■ **Exercise goal**: Which lines in the data below contain the word "townhouse"? Pick them out and copy each one in full.
--- Materials provided ---
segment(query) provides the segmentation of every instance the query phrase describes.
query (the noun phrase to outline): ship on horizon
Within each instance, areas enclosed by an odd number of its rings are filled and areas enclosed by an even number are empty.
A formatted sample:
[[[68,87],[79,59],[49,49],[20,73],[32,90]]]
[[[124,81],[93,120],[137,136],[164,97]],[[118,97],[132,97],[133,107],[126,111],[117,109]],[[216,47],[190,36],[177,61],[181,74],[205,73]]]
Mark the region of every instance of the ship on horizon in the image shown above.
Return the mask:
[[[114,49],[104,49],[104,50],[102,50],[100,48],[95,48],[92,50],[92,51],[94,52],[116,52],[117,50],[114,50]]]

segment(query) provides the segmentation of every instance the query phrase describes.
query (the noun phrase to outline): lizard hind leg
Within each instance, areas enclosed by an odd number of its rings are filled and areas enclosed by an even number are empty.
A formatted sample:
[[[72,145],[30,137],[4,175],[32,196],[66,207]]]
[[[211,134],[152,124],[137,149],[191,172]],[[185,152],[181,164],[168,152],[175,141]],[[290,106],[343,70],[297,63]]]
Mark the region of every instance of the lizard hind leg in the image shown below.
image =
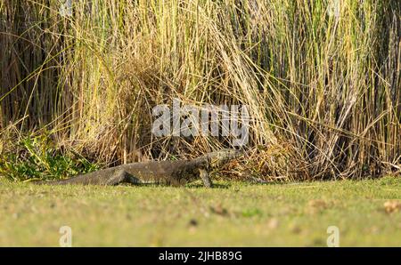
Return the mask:
[[[200,179],[203,181],[203,185],[205,185],[206,188],[212,188],[213,187],[213,183],[210,180],[210,176],[208,173],[207,170],[205,169],[200,169],[199,170],[199,174],[200,176]]]

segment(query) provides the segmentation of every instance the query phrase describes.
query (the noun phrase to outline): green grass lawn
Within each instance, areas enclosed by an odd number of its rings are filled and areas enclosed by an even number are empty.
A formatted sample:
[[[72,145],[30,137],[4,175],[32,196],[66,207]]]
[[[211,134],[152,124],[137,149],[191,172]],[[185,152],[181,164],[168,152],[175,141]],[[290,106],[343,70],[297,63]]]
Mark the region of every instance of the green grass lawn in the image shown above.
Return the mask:
[[[0,245],[401,246],[401,178],[169,187],[35,186],[0,181]],[[384,205],[393,202],[393,213]],[[389,204],[389,203],[388,203]]]

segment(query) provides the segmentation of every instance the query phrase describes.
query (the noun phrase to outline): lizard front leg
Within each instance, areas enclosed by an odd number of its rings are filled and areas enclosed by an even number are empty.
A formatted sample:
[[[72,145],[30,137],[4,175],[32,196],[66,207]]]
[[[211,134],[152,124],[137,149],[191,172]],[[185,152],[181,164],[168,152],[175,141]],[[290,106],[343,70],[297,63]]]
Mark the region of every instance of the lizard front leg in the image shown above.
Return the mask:
[[[203,185],[205,185],[206,188],[212,188],[213,183],[210,180],[210,176],[206,169],[200,168],[199,169],[199,175],[200,176],[200,179],[203,181]]]

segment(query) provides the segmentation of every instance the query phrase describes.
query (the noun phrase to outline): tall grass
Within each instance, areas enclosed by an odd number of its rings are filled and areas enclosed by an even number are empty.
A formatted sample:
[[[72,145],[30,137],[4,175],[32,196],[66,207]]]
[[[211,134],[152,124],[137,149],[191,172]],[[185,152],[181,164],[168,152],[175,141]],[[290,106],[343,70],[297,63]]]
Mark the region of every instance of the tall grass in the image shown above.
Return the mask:
[[[266,178],[401,169],[399,1],[84,0],[70,15],[60,6],[0,3],[3,135],[45,127],[59,146],[115,164],[229,145],[154,138],[151,108],[179,98],[247,104],[255,152],[245,167]]]

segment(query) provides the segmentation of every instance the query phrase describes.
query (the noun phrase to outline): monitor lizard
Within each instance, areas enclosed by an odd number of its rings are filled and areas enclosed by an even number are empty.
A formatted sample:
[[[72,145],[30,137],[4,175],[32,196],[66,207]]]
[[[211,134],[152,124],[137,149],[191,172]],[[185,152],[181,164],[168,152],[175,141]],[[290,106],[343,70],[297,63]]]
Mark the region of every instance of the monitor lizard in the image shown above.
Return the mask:
[[[243,155],[237,149],[221,149],[194,159],[178,161],[146,161],[125,164],[96,172],[80,174],[67,180],[35,181],[49,185],[118,185],[165,184],[183,186],[202,180],[205,187],[212,187],[209,173],[213,169]]]

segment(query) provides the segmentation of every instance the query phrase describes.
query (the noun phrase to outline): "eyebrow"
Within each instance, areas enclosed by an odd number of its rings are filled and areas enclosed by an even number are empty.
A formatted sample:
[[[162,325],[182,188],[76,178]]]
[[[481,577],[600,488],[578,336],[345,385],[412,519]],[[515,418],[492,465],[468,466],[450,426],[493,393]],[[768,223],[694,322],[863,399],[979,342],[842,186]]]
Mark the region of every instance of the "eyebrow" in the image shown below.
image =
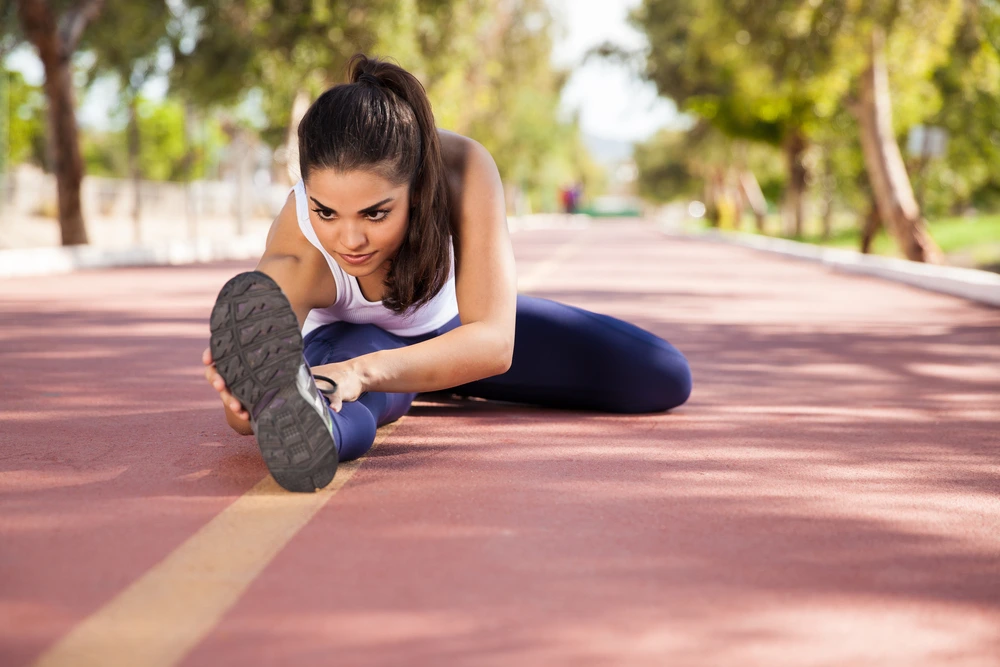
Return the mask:
[[[321,201],[319,201],[315,197],[309,197],[309,199],[312,199],[313,203],[315,203],[317,206],[319,206],[321,209],[323,209],[325,211],[331,211],[333,213],[337,212],[336,209],[330,208],[329,206],[327,206],[326,204],[322,203]],[[379,206],[382,206],[383,204],[388,204],[389,202],[394,201],[394,200],[395,200],[395,197],[386,197],[385,199],[383,199],[380,202],[376,202],[376,203],[372,204],[371,206],[368,206],[366,208],[361,209],[360,211],[358,211],[358,213],[372,213]]]

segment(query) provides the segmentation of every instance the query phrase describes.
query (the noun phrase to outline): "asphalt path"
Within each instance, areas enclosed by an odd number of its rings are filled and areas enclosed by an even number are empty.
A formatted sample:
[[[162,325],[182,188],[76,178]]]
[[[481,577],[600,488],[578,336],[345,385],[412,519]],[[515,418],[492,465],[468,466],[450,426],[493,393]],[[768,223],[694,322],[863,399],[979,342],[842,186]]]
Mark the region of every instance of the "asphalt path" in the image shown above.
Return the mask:
[[[1000,665],[1000,310],[651,224],[514,239],[689,402],[425,396],[308,496],[202,377],[251,264],[0,281],[0,665]]]

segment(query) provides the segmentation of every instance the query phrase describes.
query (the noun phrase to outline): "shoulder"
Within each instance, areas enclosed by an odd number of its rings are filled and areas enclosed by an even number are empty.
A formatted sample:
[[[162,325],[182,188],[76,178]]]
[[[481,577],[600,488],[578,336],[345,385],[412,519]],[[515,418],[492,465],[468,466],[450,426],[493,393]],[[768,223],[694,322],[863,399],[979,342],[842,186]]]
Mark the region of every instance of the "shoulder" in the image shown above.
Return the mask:
[[[469,137],[448,130],[438,130],[441,159],[448,178],[496,172],[496,162],[486,148]]]
[[[461,223],[476,202],[503,202],[503,184],[490,152],[474,139],[447,130],[438,130],[441,159],[448,180],[449,203],[455,222]],[[482,210],[480,208],[480,210]],[[462,225],[457,224],[461,229]]]
[[[260,259],[260,265],[275,263],[289,267],[284,272],[285,280],[279,280],[278,284],[289,296],[291,293],[298,296],[302,305],[322,307],[336,300],[336,283],[326,258],[299,227],[294,192],[288,193],[284,206],[271,223]]]

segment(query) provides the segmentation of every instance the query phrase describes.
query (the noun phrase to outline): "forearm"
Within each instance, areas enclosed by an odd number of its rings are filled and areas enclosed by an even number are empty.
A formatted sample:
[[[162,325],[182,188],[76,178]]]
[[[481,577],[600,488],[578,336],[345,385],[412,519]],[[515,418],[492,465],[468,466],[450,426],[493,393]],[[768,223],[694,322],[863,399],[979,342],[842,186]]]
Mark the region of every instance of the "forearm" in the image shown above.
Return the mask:
[[[437,391],[506,372],[513,346],[513,335],[472,322],[422,343],[357,357],[352,363],[365,391]]]

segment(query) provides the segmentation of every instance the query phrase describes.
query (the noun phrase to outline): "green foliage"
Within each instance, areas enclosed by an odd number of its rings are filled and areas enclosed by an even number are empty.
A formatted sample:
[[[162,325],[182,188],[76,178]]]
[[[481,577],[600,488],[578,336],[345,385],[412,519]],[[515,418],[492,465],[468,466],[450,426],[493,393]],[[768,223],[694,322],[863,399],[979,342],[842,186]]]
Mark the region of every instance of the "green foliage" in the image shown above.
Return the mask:
[[[0,68],[6,85],[7,108],[0,113],[6,125],[6,164],[45,162],[45,96],[38,86],[29,85],[20,72]],[[2,96],[0,96],[2,97]]]
[[[142,177],[153,181],[185,181],[214,176],[212,168],[227,139],[216,117],[194,123],[185,138],[184,105],[176,99],[154,102],[138,99],[138,123],[142,136],[139,165]],[[84,134],[83,155],[87,173],[125,178],[128,173],[126,129]]]
[[[950,132],[947,158],[917,179],[929,212],[989,205],[1000,193],[996,0],[644,0],[632,20],[649,41],[644,73],[663,95],[729,137],[779,146],[804,133],[812,182],[832,183],[859,212],[869,188],[850,108],[880,26],[899,139],[917,123]],[[648,150],[641,181],[699,178],[693,158],[671,172]]]
[[[537,200],[572,180],[600,180],[574,123],[560,122],[566,74],[549,64],[552,19],[542,0],[189,0],[196,40],[173,28],[172,88],[204,109],[259,90],[259,129],[272,147],[292,100],[342,80],[354,53],[390,56],[424,83],[439,127],[493,154],[508,183]],[[190,37],[190,36],[189,36]]]
[[[931,214],[969,204],[1000,208],[994,199],[1000,190],[1000,52],[988,29],[989,7],[968,6],[949,59],[934,74],[942,105],[928,122],[945,128],[949,141],[947,155],[932,160],[917,183]]]

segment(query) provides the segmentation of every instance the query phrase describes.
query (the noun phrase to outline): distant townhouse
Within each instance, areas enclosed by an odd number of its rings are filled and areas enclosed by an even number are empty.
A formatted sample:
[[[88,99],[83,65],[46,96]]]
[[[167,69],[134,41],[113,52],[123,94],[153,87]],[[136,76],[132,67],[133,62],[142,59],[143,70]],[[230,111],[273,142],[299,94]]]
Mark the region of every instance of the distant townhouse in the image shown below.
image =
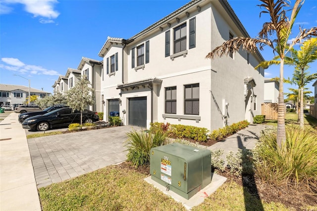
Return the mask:
[[[264,79],[264,103],[278,102],[279,83],[272,78]]]
[[[108,37],[99,53],[104,119],[209,130],[252,122],[264,101],[260,53],[205,58],[237,36],[249,37],[226,0],[193,0],[130,38]]]
[[[88,106],[87,109],[99,112],[103,112],[104,105],[101,99],[101,80],[103,68],[103,61],[83,57],[77,69],[81,71],[82,76],[85,76],[89,81],[95,90],[94,100],[95,104]]]
[[[50,96],[51,93],[30,88],[31,96],[36,95],[38,98]],[[29,96],[29,87],[25,86],[0,84],[0,105],[1,107],[12,107],[14,105],[23,104]]]

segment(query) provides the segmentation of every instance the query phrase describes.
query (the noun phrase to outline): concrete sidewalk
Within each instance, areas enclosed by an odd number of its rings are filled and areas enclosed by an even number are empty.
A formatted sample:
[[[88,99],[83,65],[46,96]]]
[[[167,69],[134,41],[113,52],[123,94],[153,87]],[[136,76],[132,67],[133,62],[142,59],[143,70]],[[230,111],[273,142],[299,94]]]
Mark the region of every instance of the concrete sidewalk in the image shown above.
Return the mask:
[[[0,210],[41,211],[33,167],[18,113],[0,122]]]

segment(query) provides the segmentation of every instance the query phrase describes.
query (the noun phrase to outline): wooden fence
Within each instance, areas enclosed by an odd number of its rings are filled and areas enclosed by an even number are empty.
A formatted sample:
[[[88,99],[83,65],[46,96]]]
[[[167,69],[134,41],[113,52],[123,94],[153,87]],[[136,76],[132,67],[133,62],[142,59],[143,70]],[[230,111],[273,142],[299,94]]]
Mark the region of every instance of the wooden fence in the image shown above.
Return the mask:
[[[277,104],[265,103],[261,105],[262,115],[265,115],[265,119],[277,120]]]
---
■ **Final result**:
query (the noun phrase to outline): distant townhouse
Mark the region of every instance of the distant townhouse in the image shown below.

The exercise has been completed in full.